_Exercise instructions_. Nothing in the listing should differ in your copy; retype it all exactly.

_Data listing_.

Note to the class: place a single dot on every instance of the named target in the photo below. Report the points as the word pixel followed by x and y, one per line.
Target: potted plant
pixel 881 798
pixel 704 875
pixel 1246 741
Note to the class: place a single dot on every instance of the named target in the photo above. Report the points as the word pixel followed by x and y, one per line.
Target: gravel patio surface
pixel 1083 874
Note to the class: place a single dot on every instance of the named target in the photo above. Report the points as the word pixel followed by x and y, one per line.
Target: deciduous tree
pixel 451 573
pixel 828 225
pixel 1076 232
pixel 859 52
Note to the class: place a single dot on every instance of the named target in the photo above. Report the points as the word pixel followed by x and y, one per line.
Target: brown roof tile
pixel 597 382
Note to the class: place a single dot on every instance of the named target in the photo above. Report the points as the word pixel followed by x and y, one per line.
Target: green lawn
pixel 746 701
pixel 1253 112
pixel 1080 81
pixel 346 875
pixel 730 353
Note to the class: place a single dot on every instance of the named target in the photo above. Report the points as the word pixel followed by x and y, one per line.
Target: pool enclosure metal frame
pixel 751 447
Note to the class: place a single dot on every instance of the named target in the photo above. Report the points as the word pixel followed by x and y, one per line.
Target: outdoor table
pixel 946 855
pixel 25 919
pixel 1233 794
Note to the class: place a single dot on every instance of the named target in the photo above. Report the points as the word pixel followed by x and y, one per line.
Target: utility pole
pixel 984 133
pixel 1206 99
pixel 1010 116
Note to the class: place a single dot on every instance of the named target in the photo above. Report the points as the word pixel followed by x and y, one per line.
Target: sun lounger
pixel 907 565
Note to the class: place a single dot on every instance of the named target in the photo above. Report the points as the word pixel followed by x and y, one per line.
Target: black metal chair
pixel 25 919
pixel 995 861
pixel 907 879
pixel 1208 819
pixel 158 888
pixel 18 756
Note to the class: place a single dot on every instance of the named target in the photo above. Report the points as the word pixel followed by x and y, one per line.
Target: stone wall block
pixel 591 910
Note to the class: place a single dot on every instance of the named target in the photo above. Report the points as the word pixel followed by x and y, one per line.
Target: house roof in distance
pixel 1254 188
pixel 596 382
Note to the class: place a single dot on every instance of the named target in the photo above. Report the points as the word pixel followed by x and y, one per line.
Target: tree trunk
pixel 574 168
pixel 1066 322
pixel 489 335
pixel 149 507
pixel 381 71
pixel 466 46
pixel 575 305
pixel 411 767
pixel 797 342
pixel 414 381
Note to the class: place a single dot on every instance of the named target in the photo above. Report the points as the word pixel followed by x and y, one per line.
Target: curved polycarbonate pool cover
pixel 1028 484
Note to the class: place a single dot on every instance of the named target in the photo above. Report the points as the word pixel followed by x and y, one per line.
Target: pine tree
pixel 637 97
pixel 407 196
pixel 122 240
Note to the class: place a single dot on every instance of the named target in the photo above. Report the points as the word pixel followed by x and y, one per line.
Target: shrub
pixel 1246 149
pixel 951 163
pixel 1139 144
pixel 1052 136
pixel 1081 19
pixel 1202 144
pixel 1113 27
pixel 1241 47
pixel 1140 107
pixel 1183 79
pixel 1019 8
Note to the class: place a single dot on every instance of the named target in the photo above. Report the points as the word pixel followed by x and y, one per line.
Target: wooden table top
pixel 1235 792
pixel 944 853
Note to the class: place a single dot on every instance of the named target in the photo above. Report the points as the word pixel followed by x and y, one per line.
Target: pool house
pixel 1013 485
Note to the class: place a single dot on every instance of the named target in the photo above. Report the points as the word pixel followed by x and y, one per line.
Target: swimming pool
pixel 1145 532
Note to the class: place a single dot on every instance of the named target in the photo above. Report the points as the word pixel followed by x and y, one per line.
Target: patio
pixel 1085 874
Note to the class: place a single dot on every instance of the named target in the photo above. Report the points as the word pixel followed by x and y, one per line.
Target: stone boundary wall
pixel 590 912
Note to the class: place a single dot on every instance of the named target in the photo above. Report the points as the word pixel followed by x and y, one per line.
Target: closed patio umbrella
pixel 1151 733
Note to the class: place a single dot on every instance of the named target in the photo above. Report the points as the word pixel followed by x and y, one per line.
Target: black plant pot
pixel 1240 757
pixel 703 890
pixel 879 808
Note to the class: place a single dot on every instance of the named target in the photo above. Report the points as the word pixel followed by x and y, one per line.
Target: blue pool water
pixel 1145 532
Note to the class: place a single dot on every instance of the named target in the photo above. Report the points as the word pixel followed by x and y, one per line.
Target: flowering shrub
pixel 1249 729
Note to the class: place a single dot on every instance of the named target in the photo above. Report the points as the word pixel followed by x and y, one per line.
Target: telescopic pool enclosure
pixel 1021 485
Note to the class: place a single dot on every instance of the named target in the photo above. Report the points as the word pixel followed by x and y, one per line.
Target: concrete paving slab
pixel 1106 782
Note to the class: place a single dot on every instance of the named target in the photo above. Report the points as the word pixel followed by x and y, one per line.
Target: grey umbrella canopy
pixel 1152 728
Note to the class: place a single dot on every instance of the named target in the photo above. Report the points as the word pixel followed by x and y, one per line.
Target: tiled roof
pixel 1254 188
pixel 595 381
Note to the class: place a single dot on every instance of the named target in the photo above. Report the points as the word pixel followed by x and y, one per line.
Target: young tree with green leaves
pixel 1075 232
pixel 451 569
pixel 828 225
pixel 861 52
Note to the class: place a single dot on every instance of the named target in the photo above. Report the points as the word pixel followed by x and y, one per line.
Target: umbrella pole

_Expected answer_.
Note to the class: place a single dot on every instance of the named target in the photo below. Report the points as the word pixel followed by x and y, one per line.
Target: potted plant
pixel 881 798
pixel 704 875
pixel 1246 741
Note to the class: place a single dot on every instance of the named target in the photo above. Report the points as the word pixel followed by x and y, one per line.
Target: gravel patio surface
pixel 1083 874
Note to the class: place a single dot on every instance of the named target in the photo above. Report the points as the word pixel followed by x and y, one per line.
Target: deciduous tree
pixel 451 573
pixel 828 225
pixel 1076 232
pixel 859 52
Note to the class: place a single dot on every instance of the named target in the photo above. Report the points as the word pixel followed by x and y, one per line.
Target: brown roof tile
pixel 597 382
Note to the class: place a single dot on every instance of the named target in the photo above. Report the points as the word pixel followed by x and y, one per line.
Target: green lawn
pixel 746 701
pixel 1253 112
pixel 1080 81
pixel 346 875
pixel 730 353
Note to the class: place a single dot on every instance of the named target in the photo above. Report the points as the word pixel followed by x and y, one per line.
Target: pool enclosure metal frame
pixel 751 447
Note to the class: place a single dot on every instance of the named target in the photo above. Report the points as the word pixel followed by x and y, one per line.
Target: outdoor table
pixel 946 855
pixel 25 919
pixel 1233 794
Note to the class: place a single dot on every instance of the named target in the photo above. Report the points as the word pixel followed by x and y, one per line.
Target: utility pole
pixel 984 133
pixel 1206 99
pixel 1010 116
Note to the class: place a single dot on every instance of the named target in the photo above. Report the points as the word pixel followed by x and y, one per line.
Target: sun lounger
pixel 907 565
Note to the class: place a single dot on every instance of the named target in the photo above. Report the points as the word pixel followed by x and y, one per line.
Target: black metal chair
pixel 25 919
pixel 995 861
pixel 907 879
pixel 1208 819
pixel 158 888
pixel 18 756
Note to the class: place a single dot on every instance of the named target in the photo above. Report the points as the word pixel followed by x and y, one per line.
Target: stone wall block
pixel 591 910
Note to the class: place a single dot on every instance of the named target in the photo above. Report the points as the word pixel followed by x and y, one per line.
Target: house roof in distance
pixel 1254 188
pixel 596 382
Note to the class: place a single dot on every instance of the named target in the photo above. Report the points as the word pixel followed by x and y, one per line.
Target: tree trunk
pixel 574 168
pixel 1066 322
pixel 489 335
pixel 149 507
pixel 381 71
pixel 466 46
pixel 575 305
pixel 411 767
pixel 797 342
pixel 414 381
Note to the class: place a single dot on every instance of the named target in the photo above. Report the points as the word pixel followed by x and y, one per line.
Target: curved polycarbonate pool cover
pixel 1028 484
Note to the class: place a single dot on every instance of the named target in the photo above. Report the points as the word pixel followed by x and y, one per line.
Target: pine tree
pixel 637 97
pixel 407 196
pixel 122 240
Note to the class: place a single dot on every instance of the named target in the photo above. Report the points as the word pixel followed by x and y, one per line.
Target: shrub
pixel 1246 149
pixel 951 163
pixel 1139 144
pixel 1052 136
pixel 1081 19
pixel 1202 144
pixel 1113 27
pixel 1241 47
pixel 1140 107
pixel 1183 79
pixel 1019 8
Note to the class: place a single dot on every instance of the named target in the photo above. Report the points as the word pixel followed by x and y, one per line.
Target: wooden table top
pixel 1235 792
pixel 944 853
Note to the class: place a single dot on every instance of the named target in the photo above. Report the points as the word pixel followed by x and y, one per line.
Target: pool house
pixel 1013 485
Note to the class: place a single dot on every instance of the named target in the photo above. Report the points as the word pixel followed by x and y, one per line.
Target: swimming pool
pixel 1145 532
Note to the class: place a single dot on every instance of the named target in the photo above. Report the points as the word pixel followed by x and y, one per line.
Target: patio
pixel 1085 874
Note to the class: place a single dot on every instance of the named target in the photo above. Report the points as the word pixel followed by x and y, one per line.
Target: stone boundary wall
pixel 590 912
Note to the class: place a single dot on every instance of the named target in the photo above. Report the points as the word pixel followed by x and y, one per line.
Target: closed patio umbrella
pixel 1151 733
Note to the class: place a single dot on every instance of the named target in the photo above. Report the points as the word pixel followed by x and y, one per line.
Target: black plant pot
pixel 1240 757
pixel 703 890
pixel 879 808
Note to the class: place a single dot on every instance of the named target in the photo above. Report the points as the word pixel followed by x and y, one per line.
Target: blue pool water
pixel 1145 532
Note to the class: place a single dot on every instance of the named target in the photo above. Report the points as the word pixel followed by x and y, one per line.
Target: flowering shrub
pixel 1249 729
Note to the class: place a single dot on every instance of the named target in the photo above. Report the points as the word pixel followed by x and y, one per line.
Target: telescopic pool enclosure
pixel 1021 485
Note to the class: place a single dot on every instance of the named target in the photo above. Report the points as the word pixel followed by x and y, one per line.
Target: concrete paving slab
pixel 1106 782
Note to the class: place a single dot on every instance of the named target in the photo above. Report the points as the word pixel followed by x and y, one per line.
Target: grey umbrella canopy
pixel 1152 728
Note to the class: place a single dot on every instance of the named target in the photo above. Report the points as the word pixel followed by x and y, one per line.
Target: tiled roof
pixel 1254 188
pixel 595 381
Note to the class: place a single dot on every instance of the named target in the photo above. Report the points as the word pixel followed by x and y, one per line.
Target: young tree with green leaves
pixel 1075 232
pixel 451 569
pixel 828 225
pixel 861 52
Note to the class: place a single dot on every instance of the named target in the photo above. Report the points as the word pixel followed by x and y, one per line.
Target: umbrella pole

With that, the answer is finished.